-- Begin --
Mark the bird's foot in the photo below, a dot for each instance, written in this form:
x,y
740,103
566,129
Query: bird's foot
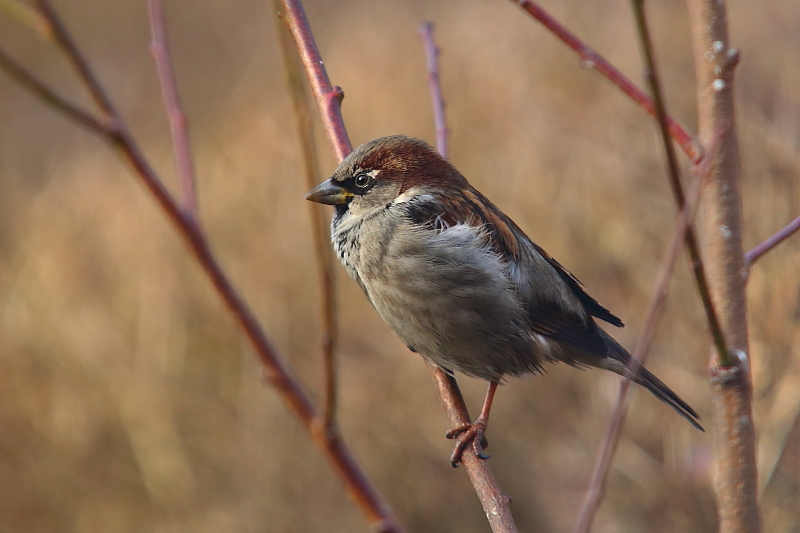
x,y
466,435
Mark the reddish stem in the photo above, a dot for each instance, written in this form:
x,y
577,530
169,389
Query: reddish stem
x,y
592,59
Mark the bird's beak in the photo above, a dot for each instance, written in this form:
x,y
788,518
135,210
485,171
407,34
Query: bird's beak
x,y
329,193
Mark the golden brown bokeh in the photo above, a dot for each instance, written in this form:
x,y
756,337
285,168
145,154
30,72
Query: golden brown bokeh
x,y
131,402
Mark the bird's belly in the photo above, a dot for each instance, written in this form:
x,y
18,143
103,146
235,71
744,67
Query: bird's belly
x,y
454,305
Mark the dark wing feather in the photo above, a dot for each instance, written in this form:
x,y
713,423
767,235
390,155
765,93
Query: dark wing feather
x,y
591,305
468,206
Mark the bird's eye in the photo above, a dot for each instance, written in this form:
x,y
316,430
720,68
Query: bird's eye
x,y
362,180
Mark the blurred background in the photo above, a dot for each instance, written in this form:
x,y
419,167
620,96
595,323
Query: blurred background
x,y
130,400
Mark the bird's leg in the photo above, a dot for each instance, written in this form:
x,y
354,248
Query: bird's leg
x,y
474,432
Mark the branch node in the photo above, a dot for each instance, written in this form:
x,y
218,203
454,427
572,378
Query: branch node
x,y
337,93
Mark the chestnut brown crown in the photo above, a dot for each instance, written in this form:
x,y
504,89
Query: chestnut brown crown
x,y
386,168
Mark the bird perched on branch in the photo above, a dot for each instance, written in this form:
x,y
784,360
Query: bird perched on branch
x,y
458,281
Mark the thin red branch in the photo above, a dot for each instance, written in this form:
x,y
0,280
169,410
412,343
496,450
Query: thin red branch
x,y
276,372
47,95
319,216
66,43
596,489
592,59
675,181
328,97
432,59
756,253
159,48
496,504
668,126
-- End --
-- Begin --
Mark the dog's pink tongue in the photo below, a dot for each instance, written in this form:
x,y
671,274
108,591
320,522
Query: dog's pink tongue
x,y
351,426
-- End --
Extract each line of the records above that contains the word "beak", and copy those lines in full.

**Exercise response**
Mark the bird's beak in the photo above, a dot for each instance, written in this form:
Query: bird's beak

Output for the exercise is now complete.